- _WHAT IS REQUIRED_: Copy out, word for word, the lines of the material below from the line containing "undergrowth shown in the photo above." through the last line of the material, including both ends.

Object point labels
══════════════════════════════

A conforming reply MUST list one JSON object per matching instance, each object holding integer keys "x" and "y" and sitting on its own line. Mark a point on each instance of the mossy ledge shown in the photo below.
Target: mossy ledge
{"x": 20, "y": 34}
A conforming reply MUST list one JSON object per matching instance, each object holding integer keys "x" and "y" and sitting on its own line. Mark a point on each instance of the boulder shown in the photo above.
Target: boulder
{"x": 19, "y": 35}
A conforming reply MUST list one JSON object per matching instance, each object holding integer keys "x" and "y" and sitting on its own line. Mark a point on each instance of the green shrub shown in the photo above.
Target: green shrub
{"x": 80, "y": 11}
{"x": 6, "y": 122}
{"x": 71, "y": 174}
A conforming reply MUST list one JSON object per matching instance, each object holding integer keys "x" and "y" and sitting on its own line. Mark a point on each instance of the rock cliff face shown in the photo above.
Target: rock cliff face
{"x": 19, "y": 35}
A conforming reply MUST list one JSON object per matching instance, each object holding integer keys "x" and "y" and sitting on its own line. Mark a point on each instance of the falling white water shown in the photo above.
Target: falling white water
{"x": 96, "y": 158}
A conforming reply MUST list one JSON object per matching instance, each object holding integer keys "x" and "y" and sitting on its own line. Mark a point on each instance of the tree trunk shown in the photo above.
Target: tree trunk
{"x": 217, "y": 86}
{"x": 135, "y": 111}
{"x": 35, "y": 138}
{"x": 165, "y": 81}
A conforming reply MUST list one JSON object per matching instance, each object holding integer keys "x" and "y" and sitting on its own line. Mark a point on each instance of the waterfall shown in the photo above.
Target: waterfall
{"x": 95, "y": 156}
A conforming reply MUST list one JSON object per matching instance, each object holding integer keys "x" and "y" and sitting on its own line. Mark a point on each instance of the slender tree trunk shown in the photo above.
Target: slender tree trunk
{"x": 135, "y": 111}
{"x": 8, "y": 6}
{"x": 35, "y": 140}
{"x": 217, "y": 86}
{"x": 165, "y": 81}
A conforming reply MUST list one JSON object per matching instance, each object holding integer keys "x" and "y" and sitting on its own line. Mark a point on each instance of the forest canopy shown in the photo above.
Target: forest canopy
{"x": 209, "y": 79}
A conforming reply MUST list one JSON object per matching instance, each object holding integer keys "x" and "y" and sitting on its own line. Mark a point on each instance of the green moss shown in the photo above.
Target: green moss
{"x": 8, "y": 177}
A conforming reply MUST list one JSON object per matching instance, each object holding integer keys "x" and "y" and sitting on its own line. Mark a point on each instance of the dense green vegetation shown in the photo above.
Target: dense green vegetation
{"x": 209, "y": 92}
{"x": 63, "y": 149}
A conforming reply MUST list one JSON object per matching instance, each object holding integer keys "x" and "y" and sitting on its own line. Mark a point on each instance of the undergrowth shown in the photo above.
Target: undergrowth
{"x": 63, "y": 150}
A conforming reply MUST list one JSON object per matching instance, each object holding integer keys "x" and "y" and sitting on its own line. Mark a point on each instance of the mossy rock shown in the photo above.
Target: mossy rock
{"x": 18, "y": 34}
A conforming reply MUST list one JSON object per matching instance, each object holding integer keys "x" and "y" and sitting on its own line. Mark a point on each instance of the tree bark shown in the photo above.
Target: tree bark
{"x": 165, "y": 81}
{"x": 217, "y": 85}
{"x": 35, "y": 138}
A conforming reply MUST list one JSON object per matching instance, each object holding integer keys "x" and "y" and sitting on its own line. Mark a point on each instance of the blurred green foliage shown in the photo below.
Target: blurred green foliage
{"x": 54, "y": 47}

══════════════════════════════

- _COMPLETED EXERCISE_:
A conforming reply MUST list one JSON object per matching instance, each object holding integer keys "x" and "y" and sitting on its own line. Mark a point on each instance of the undergrowth shown in the photo above.
Target: undergrowth
{"x": 63, "y": 150}
A conforming reply MUST list one JSON object per matching instance, each object holding integer keys "x" and "y" and sitting on its own line. Mark a point on each instance of the mossy rock shown in the photo above.
Target: mossy rock
{"x": 18, "y": 34}
A conforming reply MUST list one JSON object per matching instance, each object holding integer keys "x" and "y" and sitting on its own line. Mark a point on each instance of the tree bark shown in the photo above.
Target: tree bark
{"x": 165, "y": 81}
{"x": 217, "y": 85}
{"x": 35, "y": 138}
A conforming reply MUST list one JSON object per matching instance, each object holding integer keys "x" and "y" and sitting on its own line. Mark a point on each instance of the blurred green foliage shown in the photo below.
Target: blurred green foliage
{"x": 54, "y": 47}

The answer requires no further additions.